Image point annotation entries
* * *

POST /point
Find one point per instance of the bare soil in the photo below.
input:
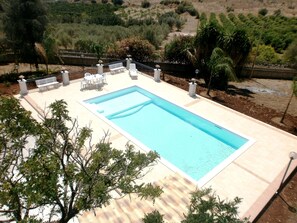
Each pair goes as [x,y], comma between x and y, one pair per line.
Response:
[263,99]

* * *

### Exercise
Copy every line of the entries above word for word, leaving out the pictures.

### Response for this exercise
POST /point
Find one point per instance of the bare soil in the photo below.
input:
Each pair goes as [x,y], comma between x and y, one pair per line.
Response:
[263,99]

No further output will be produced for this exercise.